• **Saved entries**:
▬▬▬▬▬▬
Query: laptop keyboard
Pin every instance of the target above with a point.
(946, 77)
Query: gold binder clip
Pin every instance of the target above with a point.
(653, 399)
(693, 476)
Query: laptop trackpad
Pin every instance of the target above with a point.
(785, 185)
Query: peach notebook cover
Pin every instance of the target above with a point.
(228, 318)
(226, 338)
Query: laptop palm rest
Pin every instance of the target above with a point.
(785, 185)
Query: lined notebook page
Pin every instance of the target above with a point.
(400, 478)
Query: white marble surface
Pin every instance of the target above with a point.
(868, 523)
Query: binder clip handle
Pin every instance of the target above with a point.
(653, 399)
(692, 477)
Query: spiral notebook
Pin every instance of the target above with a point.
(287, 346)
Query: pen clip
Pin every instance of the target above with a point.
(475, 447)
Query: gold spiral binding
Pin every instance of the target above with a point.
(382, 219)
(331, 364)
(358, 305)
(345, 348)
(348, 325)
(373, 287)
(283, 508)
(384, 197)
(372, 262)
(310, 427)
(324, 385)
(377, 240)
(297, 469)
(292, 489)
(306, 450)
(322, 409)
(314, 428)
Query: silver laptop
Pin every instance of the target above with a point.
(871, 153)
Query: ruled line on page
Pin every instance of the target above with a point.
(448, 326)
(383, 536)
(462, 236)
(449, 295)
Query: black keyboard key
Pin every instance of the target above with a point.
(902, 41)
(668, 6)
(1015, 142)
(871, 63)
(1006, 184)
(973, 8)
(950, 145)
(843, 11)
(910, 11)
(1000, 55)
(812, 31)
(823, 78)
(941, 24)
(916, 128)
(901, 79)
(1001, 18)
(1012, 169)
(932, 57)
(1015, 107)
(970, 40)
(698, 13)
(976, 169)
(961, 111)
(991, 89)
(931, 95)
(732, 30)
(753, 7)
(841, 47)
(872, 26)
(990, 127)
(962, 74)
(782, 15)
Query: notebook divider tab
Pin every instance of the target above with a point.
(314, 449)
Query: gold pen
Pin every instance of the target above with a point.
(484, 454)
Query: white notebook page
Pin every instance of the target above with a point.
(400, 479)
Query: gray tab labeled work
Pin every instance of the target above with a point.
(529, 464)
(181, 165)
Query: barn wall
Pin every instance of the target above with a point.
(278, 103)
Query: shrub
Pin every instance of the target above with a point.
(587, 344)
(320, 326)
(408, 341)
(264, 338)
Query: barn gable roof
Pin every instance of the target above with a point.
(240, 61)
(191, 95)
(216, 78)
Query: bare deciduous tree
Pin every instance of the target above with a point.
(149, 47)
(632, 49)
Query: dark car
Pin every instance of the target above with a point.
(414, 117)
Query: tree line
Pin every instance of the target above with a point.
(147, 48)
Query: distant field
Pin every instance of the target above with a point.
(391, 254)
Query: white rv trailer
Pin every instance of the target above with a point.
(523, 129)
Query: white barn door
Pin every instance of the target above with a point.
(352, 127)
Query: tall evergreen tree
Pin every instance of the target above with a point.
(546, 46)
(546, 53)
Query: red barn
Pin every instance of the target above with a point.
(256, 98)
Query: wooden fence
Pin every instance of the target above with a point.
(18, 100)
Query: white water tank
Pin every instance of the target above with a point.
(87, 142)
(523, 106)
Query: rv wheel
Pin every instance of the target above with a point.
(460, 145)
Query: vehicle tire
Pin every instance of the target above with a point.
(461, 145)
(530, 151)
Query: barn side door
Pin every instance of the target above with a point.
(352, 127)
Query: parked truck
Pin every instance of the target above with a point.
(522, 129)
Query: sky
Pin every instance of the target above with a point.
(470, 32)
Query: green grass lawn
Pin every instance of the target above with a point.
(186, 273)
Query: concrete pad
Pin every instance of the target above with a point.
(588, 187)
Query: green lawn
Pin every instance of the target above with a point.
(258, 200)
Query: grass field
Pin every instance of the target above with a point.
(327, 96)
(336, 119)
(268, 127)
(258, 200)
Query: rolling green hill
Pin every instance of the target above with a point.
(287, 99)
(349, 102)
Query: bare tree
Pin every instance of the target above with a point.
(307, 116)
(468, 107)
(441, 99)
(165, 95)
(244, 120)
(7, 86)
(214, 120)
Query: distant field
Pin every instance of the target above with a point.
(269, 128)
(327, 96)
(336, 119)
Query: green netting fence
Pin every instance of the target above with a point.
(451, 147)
▬▬▬▬▬▬
• **Task statement**: Both the line containing "Query: white notebook page" and the line containing "Query: shrub" belong in the answer. Print them and every line above that falls between them exactly, and no others.

• **Reply**:
Query: white notebook page
Pin every instance of the target above with a point.
(400, 479)
Query: gray tab labeled work
Pin every instance of the target above with a point.
(529, 464)
(181, 165)
Query: barn wall
Pin every instance of the target above with a point.
(278, 103)
Query: shrub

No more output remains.